## Exercise brief
Exactly reproduce the lines from the one holding "the goal net" through the final line of the listing below, with both ends included and nothing else.

## Data entries
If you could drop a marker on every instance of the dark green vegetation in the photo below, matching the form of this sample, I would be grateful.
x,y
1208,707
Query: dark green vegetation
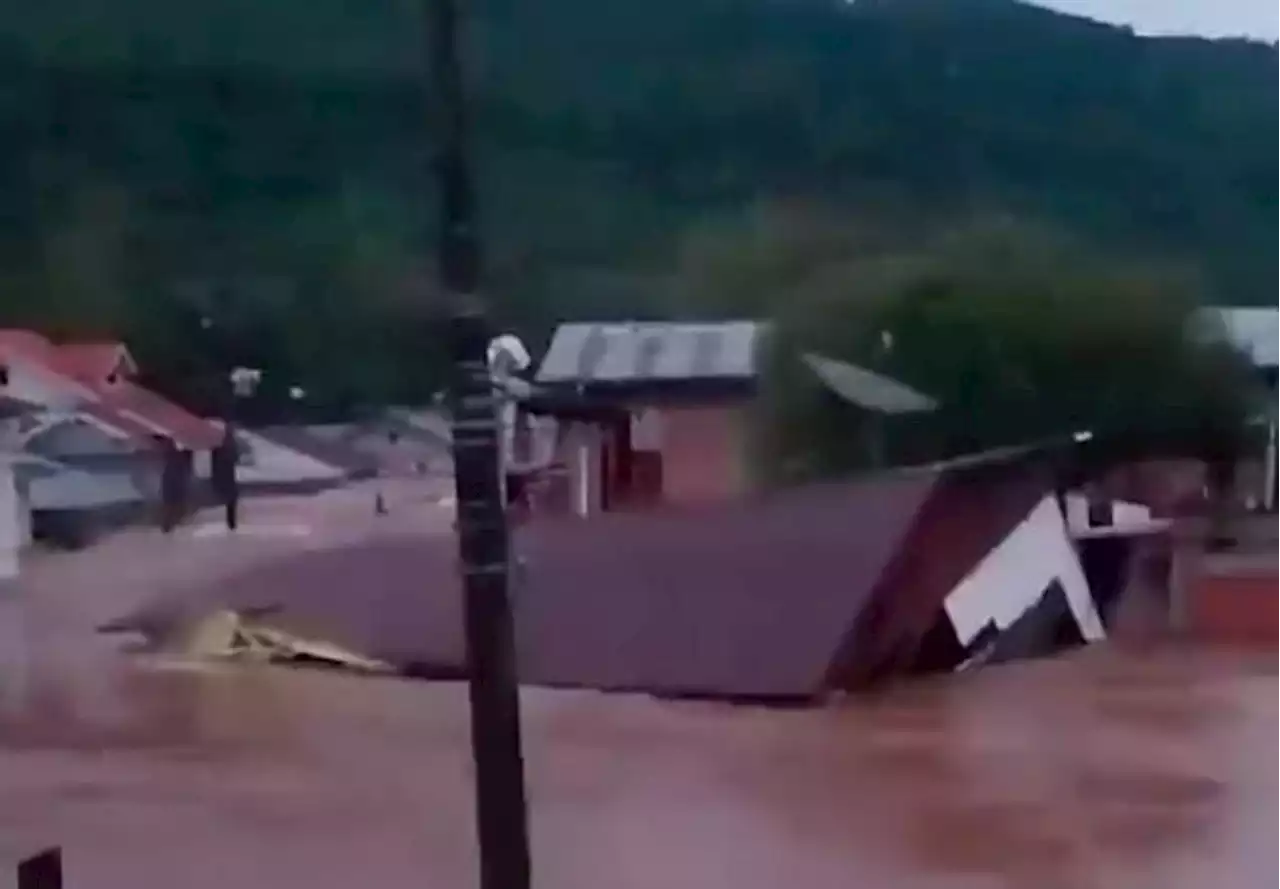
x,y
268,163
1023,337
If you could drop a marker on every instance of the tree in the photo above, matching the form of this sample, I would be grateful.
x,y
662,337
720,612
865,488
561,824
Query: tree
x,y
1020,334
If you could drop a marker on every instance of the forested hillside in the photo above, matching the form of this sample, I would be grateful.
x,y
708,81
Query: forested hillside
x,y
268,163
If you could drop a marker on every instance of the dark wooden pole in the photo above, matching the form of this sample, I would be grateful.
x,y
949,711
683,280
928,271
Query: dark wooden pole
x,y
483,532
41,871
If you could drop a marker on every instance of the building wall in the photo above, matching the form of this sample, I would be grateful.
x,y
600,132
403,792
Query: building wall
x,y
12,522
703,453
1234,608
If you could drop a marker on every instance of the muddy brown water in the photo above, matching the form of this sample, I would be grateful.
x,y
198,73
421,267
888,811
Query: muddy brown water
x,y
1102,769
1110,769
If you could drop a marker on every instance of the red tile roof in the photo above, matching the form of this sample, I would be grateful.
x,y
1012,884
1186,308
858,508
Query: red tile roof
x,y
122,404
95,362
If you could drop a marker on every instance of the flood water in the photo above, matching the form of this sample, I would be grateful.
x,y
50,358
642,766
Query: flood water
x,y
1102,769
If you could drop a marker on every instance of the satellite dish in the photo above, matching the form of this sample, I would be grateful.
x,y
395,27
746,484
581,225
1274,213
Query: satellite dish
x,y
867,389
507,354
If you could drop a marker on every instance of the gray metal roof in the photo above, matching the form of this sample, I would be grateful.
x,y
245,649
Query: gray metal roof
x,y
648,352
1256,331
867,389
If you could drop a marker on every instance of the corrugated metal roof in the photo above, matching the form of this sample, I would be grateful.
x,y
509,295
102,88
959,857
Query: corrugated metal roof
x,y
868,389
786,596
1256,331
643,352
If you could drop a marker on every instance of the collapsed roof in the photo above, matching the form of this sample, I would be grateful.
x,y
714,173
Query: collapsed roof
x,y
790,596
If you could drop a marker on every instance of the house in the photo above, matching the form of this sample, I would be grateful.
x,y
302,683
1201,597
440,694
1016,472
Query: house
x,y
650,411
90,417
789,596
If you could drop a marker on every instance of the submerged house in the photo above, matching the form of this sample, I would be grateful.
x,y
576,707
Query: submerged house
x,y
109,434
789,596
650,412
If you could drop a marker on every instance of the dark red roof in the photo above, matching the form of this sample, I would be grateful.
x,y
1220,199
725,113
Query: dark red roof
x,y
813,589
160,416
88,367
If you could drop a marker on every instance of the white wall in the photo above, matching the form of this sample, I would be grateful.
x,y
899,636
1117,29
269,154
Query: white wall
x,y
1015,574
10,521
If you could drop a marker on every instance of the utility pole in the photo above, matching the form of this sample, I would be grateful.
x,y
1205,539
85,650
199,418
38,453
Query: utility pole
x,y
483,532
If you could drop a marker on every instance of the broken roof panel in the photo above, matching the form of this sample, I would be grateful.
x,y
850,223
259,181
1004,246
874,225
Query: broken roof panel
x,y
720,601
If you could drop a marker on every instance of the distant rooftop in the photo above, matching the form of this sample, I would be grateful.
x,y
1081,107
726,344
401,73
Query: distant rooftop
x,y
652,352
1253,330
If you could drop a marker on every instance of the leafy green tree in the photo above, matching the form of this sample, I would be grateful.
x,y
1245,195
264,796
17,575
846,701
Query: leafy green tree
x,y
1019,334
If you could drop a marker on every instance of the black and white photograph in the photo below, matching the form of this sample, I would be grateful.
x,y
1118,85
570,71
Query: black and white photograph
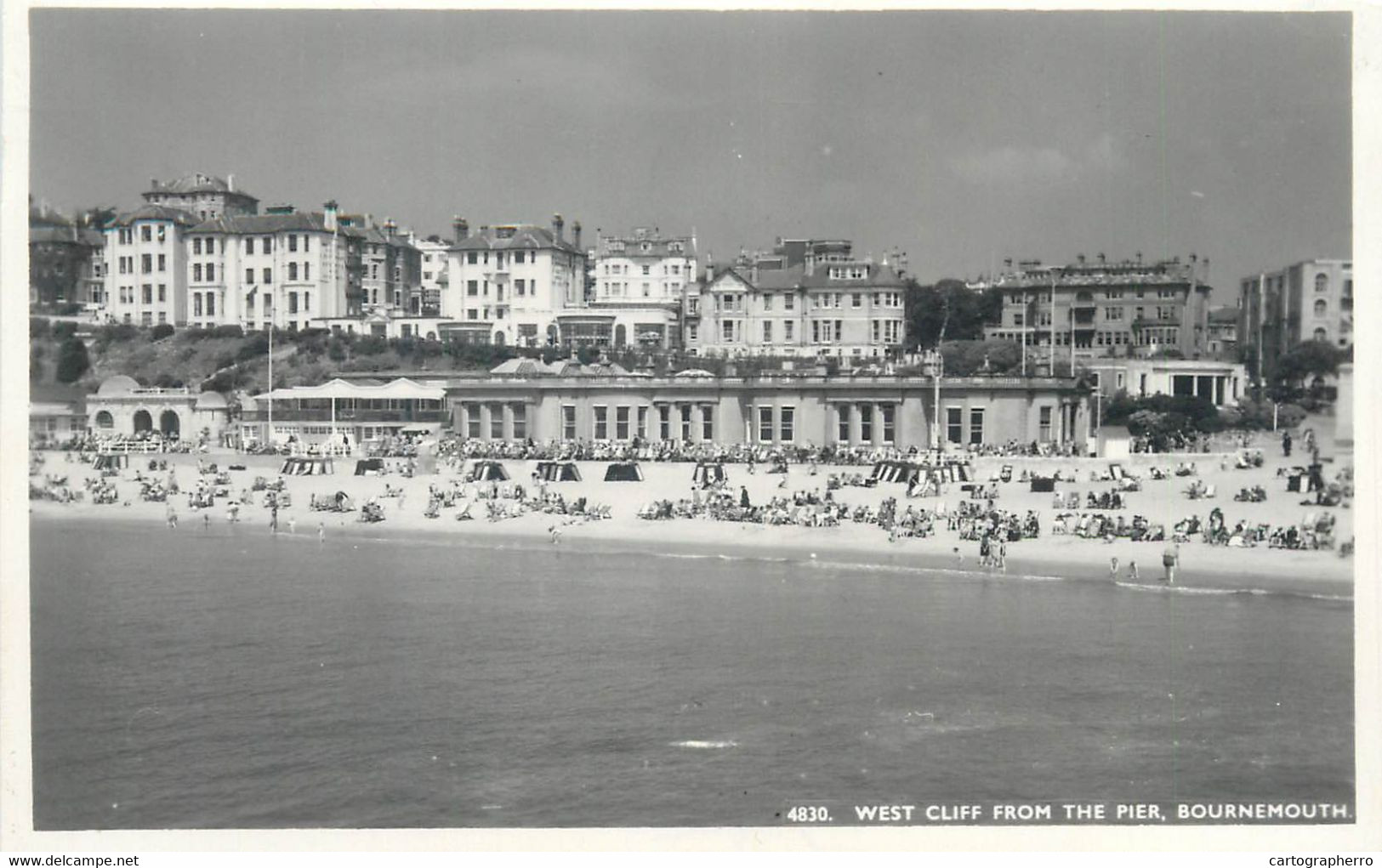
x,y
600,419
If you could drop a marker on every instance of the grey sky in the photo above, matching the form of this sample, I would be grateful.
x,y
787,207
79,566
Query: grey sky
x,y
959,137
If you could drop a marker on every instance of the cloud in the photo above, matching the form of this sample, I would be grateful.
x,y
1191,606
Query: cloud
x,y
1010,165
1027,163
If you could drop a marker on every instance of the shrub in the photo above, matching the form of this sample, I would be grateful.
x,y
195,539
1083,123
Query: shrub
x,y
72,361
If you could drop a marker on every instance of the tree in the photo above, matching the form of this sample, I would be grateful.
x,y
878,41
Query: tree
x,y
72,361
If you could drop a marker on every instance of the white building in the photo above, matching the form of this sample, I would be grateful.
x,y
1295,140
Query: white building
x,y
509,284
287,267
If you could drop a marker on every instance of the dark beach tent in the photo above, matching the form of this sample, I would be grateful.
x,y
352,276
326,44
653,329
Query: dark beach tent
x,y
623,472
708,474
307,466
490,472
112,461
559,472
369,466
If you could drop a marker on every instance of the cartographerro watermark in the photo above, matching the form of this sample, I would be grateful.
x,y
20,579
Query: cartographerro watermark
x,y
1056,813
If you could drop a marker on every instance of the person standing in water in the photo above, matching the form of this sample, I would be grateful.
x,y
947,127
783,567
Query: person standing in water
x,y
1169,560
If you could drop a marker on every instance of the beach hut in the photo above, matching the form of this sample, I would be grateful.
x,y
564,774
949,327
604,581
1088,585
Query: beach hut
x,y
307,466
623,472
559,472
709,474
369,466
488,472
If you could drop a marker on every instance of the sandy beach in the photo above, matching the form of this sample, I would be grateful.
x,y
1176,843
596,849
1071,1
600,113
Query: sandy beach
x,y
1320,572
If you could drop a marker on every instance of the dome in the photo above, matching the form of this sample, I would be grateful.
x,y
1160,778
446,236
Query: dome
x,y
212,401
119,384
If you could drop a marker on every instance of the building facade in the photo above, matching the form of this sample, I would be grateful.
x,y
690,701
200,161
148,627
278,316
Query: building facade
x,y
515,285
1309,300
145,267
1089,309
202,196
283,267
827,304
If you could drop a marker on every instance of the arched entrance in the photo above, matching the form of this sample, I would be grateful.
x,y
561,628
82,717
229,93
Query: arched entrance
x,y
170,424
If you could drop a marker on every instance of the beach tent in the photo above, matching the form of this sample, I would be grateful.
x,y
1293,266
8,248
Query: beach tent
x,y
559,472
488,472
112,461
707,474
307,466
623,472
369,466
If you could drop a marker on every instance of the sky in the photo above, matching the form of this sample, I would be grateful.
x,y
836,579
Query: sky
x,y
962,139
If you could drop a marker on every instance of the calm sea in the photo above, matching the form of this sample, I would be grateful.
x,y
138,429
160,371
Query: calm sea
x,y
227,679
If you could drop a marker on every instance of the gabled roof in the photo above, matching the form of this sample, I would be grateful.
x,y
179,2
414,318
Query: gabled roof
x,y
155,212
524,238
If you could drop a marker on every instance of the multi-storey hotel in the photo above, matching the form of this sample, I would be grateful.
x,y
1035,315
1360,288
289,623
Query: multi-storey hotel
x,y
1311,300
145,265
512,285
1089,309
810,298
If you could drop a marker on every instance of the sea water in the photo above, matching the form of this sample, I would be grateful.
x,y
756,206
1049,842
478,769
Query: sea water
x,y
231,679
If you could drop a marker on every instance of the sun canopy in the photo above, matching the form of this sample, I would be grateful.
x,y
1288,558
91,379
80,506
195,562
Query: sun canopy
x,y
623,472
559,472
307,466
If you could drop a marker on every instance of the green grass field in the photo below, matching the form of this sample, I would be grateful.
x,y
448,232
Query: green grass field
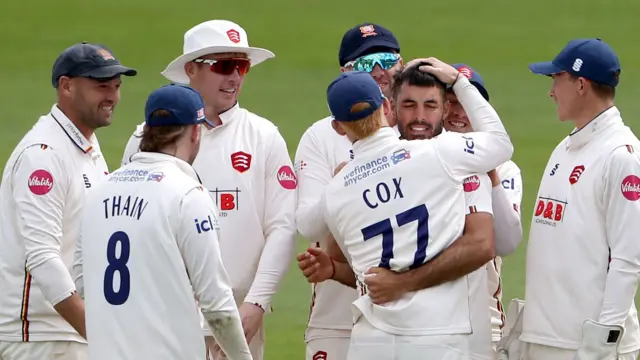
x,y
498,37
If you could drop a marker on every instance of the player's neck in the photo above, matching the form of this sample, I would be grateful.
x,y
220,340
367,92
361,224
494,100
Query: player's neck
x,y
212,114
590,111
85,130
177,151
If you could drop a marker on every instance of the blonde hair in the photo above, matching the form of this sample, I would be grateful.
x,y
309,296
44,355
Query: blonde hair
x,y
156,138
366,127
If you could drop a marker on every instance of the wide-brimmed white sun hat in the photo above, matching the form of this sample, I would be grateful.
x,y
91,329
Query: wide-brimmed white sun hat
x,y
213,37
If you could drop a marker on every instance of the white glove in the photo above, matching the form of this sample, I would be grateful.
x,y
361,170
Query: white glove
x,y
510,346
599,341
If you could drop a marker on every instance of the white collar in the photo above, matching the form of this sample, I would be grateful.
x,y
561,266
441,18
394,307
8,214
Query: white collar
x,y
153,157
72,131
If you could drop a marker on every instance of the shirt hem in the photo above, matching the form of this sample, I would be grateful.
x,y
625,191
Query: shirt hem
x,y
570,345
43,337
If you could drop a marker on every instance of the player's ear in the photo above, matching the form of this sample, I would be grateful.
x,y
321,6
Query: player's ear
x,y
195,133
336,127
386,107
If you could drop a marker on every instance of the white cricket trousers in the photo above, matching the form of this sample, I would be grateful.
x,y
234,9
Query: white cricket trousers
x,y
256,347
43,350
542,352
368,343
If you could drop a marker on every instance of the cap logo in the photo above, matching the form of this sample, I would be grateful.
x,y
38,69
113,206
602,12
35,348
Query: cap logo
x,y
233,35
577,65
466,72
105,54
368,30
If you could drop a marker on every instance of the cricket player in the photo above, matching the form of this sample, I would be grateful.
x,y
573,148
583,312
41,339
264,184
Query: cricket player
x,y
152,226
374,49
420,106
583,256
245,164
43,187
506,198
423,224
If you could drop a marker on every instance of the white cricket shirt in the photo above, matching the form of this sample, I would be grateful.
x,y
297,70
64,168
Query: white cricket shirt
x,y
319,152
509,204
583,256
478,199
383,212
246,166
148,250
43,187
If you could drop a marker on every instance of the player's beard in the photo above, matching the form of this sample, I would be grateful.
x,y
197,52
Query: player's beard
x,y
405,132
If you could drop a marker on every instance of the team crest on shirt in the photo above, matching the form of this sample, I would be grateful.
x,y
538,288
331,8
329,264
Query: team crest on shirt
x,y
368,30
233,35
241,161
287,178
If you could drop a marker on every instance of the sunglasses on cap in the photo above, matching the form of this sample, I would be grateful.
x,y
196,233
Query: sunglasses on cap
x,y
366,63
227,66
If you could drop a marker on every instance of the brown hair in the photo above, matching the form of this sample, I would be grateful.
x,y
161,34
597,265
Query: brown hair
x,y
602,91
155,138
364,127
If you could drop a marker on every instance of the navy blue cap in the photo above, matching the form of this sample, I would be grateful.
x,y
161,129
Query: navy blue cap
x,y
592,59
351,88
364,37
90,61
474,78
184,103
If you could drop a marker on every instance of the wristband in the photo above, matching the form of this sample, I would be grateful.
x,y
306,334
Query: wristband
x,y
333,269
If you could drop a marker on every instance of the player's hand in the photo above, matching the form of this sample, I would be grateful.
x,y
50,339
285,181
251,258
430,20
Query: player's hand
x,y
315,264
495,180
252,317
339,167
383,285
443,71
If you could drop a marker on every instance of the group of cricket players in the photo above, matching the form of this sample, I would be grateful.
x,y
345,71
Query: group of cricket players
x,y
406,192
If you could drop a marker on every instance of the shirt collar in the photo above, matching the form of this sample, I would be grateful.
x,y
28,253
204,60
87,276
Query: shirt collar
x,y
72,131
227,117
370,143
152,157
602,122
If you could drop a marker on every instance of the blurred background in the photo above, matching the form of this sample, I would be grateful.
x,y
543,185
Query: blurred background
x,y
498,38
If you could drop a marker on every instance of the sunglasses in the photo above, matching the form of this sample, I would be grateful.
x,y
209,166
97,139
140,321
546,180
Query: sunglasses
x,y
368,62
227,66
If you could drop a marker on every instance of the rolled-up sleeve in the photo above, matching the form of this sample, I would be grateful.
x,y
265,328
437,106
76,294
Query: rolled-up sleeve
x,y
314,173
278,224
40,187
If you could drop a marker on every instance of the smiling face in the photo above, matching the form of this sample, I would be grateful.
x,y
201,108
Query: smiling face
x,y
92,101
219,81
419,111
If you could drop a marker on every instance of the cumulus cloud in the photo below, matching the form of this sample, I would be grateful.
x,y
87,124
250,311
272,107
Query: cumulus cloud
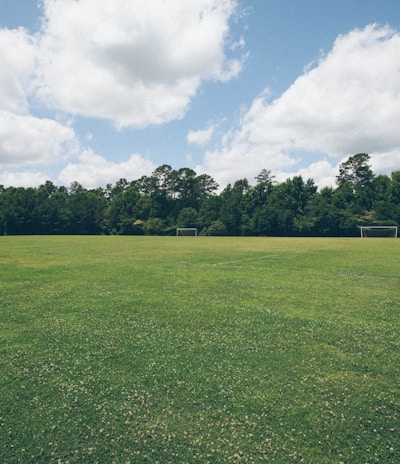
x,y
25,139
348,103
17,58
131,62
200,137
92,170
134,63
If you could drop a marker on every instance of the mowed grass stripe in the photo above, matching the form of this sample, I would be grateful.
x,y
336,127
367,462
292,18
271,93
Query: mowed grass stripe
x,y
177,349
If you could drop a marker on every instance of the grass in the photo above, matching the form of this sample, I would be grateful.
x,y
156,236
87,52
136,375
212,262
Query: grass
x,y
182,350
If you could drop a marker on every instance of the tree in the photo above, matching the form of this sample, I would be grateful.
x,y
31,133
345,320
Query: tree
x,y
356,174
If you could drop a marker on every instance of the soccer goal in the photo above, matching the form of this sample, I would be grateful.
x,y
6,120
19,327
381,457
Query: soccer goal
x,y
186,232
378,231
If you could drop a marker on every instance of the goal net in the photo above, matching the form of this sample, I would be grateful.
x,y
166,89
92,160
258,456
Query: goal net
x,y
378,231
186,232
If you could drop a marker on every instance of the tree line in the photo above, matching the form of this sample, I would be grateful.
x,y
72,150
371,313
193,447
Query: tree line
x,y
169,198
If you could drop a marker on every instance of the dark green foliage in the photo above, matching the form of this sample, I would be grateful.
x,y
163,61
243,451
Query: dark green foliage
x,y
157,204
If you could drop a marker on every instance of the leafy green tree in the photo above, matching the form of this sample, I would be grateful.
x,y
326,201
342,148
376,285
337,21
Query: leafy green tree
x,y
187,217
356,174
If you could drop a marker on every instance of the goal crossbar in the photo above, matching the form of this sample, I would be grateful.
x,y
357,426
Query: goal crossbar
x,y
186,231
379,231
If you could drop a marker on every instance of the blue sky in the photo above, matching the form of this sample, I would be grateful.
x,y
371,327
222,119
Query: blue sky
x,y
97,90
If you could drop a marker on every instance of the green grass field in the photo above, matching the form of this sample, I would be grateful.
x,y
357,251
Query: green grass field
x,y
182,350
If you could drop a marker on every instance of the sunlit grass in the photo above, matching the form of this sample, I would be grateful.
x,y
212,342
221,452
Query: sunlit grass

## Response
If you could drop a marker on every instance of the goal net in the photo above, matching the form of this sample, I would be grateful.
x,y
166,89
92,160
258,456
Query: goal net
x,y
378,231
186,232
If you could drop a marker on every instance of the tree line in the photo above, matching the form of this sample, I would be grateful.
x,y
72,150
371,313
193,447
Query: tree line
x,y
169,198
If you could drop a marker on every instance of the dark green foliage in the photo above, matching the form of this sample, I would be grateful.
x,y
163,61
243,451
Query: dark green foliage
x,y
157,204
If you could drop a marker on every instance of the leafy green tree in the photo above, matching the form of this sample, I would be grateful.
x,y
326,201
342,148
376,285
337,21
Query: leafy green tree
x,y
187,217
356,174
If you could drop a marker on every instance of the goal crossbar in the photo above, matching the form of this sample, I would be grateful.
x,y
357,426
Query: goal crossbar
x,y
186,231
379,231
If you could drop a marker on every instance of the blue sky in the photo above, matching the form of this sample, I would be grateful.
x,y
371,327
222,119
Query: blue sky
x,y
97,90
If you could drop a marker on every instance of the green grass field in the photo above, matching the form of this sample, I would be grateful.
x,y
357,251
Query: green grass field
x,y
182,350
If you could drop a marker on every instance of the sunlit grass in the photo above, matching the form of this sample, I would be grateful.
x,y
212,342
221,452
Query: sunlit grass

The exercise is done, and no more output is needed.